● **Directions for this task**: From the entries below, pull out each line that contains the word "pitch" and list those lines.

● **Available records**:
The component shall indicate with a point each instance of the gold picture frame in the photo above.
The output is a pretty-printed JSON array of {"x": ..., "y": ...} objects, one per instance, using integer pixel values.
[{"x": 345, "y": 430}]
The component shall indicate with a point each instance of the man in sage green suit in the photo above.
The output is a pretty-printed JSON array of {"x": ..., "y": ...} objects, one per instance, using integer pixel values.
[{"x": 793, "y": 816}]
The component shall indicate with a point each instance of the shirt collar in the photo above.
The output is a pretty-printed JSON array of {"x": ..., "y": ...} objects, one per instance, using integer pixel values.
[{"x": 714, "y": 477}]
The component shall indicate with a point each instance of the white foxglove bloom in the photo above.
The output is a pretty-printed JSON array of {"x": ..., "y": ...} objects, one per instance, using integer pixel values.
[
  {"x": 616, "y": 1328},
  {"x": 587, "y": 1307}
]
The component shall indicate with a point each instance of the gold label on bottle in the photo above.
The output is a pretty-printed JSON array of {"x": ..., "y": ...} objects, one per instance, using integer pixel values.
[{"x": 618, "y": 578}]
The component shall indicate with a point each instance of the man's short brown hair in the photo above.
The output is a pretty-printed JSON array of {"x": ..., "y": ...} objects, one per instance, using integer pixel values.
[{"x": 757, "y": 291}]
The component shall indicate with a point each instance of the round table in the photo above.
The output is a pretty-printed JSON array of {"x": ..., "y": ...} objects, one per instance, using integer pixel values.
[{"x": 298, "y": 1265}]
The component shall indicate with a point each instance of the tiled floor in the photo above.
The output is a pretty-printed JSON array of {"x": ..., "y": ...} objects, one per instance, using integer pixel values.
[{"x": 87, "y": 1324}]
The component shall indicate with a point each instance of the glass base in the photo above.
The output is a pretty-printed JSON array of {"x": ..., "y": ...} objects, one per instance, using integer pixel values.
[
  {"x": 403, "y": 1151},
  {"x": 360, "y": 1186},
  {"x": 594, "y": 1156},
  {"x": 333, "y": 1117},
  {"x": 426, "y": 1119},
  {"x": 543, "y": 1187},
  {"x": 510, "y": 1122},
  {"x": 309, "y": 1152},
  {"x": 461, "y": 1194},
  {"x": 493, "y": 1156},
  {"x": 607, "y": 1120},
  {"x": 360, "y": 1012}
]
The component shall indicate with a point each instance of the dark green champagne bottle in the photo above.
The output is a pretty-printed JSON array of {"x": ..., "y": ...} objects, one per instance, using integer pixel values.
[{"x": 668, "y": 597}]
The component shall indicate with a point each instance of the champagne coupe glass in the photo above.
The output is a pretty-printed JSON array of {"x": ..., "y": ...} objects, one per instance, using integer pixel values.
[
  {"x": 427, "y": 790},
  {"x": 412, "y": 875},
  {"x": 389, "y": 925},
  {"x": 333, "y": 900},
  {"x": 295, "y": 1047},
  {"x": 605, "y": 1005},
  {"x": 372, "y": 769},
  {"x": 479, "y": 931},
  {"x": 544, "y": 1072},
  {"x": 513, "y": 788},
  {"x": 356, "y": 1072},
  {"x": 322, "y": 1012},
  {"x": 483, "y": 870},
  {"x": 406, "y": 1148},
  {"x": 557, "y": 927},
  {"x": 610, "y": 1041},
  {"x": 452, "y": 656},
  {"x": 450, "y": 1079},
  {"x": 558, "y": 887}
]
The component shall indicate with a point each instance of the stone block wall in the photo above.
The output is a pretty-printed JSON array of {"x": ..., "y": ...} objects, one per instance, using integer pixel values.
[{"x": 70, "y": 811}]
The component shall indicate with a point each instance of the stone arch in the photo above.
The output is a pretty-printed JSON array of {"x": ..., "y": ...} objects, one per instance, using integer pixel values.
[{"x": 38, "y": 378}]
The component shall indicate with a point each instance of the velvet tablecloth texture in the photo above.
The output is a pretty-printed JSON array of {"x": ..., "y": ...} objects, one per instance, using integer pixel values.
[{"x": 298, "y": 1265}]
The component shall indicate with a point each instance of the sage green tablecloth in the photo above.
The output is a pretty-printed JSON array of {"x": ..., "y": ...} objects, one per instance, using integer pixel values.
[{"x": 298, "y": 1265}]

==

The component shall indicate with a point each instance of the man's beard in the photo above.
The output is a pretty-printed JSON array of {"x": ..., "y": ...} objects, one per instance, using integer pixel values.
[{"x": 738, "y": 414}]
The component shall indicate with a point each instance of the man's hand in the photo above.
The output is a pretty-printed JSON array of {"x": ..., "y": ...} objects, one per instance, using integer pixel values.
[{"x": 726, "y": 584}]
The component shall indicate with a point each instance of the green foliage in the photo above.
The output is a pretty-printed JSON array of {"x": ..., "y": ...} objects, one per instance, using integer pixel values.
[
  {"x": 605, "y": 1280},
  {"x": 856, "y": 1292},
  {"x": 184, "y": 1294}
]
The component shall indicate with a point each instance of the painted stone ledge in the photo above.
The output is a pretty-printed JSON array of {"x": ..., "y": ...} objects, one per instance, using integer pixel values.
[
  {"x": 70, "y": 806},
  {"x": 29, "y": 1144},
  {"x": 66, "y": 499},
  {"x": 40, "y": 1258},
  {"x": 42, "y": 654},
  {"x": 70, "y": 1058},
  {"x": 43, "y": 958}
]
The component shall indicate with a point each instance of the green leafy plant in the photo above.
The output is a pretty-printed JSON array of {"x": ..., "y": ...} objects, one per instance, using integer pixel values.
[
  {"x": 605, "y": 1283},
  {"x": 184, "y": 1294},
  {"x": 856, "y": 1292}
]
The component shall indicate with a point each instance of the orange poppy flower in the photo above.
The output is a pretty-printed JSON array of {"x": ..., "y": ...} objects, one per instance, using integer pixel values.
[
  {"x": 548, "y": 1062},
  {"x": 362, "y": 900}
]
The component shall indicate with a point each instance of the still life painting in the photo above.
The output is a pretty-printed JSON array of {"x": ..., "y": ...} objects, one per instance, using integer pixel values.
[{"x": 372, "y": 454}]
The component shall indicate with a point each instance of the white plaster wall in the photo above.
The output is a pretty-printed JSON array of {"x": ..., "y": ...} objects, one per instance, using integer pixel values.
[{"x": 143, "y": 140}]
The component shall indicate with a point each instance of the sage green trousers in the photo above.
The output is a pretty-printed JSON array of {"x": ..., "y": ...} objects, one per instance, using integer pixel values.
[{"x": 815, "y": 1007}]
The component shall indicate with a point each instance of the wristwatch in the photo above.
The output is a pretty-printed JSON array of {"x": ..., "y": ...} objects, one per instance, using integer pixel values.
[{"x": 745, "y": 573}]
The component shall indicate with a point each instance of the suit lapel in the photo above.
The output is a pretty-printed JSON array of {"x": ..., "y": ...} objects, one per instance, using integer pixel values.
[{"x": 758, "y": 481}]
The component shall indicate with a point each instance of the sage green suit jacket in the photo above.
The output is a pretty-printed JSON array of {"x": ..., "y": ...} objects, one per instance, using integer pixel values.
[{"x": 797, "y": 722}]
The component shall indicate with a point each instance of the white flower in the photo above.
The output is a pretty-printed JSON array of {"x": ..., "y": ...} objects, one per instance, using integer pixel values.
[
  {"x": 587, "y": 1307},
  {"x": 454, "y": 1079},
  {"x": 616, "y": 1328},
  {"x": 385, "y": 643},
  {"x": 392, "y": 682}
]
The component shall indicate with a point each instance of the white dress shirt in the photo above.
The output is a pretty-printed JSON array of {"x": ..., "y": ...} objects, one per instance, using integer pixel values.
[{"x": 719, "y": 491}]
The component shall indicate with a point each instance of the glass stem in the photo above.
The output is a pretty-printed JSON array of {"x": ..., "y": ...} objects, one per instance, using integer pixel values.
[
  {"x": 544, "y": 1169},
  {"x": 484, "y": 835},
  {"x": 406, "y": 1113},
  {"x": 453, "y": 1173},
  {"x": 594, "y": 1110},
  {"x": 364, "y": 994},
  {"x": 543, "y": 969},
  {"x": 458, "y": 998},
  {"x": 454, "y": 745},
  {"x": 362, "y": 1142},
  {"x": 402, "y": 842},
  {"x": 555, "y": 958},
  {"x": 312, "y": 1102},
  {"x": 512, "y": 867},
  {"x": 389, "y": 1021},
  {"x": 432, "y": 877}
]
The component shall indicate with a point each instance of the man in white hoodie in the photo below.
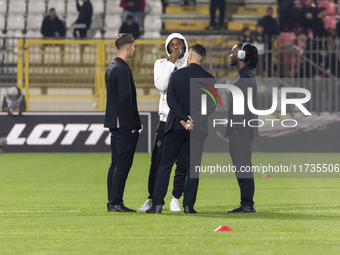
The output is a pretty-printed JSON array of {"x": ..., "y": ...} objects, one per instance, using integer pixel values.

...

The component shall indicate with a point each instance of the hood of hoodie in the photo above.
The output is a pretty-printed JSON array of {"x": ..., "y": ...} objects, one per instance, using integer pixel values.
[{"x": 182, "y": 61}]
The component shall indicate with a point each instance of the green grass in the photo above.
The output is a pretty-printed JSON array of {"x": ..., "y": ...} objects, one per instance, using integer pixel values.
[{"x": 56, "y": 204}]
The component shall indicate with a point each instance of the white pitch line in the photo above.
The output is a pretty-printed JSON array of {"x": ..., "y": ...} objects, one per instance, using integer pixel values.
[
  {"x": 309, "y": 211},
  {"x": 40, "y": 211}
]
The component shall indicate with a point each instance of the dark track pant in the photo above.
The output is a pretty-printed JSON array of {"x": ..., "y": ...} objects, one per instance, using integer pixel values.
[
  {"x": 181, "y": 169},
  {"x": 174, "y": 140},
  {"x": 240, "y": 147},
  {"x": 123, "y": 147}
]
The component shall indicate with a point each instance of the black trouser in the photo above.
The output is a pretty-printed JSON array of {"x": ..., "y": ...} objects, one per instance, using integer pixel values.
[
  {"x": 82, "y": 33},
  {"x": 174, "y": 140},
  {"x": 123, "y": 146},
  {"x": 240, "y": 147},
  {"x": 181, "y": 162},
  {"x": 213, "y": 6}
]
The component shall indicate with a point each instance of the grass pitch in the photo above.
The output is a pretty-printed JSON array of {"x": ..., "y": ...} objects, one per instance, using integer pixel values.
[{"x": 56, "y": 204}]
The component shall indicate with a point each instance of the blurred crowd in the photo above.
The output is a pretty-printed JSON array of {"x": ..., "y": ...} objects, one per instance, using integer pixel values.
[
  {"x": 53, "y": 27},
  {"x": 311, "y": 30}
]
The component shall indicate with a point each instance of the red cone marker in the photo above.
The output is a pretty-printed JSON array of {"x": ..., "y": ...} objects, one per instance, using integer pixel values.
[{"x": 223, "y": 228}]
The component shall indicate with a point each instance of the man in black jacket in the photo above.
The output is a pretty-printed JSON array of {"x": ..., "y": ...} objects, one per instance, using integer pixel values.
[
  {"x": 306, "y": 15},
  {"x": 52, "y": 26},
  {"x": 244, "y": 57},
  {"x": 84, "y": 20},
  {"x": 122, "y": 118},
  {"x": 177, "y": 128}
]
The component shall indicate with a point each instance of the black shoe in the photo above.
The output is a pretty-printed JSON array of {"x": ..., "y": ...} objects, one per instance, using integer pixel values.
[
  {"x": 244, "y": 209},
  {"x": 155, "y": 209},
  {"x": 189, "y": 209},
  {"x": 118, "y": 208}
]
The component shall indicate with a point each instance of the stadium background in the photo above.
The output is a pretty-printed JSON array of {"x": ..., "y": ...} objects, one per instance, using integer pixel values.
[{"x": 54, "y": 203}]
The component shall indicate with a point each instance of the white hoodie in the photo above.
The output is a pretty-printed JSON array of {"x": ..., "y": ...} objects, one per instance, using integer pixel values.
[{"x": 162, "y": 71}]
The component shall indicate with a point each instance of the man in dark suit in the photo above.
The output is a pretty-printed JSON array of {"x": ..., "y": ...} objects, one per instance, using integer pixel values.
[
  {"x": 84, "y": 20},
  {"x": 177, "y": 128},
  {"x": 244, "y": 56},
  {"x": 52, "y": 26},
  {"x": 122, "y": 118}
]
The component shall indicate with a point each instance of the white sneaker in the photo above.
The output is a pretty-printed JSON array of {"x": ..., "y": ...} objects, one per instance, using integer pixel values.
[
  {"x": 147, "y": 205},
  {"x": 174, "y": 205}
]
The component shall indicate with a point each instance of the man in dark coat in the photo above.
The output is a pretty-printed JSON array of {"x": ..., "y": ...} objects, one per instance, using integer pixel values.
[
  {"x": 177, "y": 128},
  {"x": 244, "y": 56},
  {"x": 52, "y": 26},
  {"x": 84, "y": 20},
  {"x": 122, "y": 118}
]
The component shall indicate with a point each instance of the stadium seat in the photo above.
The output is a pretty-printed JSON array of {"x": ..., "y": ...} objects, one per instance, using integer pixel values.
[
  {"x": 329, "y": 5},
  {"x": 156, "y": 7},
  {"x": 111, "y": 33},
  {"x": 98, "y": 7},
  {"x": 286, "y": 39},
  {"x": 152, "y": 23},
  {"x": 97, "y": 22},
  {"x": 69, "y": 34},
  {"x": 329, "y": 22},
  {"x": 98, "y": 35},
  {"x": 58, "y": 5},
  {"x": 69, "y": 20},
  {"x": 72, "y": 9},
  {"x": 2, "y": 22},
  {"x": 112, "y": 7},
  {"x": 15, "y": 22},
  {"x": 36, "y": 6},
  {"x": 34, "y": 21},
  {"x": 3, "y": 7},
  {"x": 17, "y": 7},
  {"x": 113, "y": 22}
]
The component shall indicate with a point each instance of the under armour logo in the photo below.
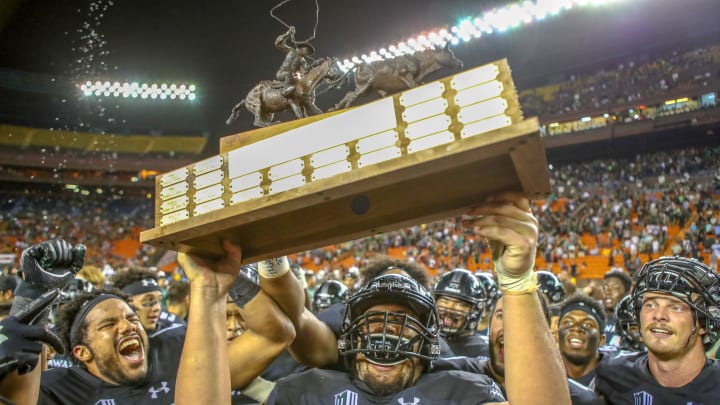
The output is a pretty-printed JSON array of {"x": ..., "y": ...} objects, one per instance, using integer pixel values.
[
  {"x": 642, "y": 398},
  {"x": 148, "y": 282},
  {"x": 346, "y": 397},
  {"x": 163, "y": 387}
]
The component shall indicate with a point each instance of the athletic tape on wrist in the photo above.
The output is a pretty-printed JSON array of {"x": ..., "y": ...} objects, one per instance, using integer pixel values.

● **Response to the task**:
The component shall indicate with a point each instance of the white pitch line in the photo above.
The component shall indicate with a point each instance of the grass pitch in the photo above.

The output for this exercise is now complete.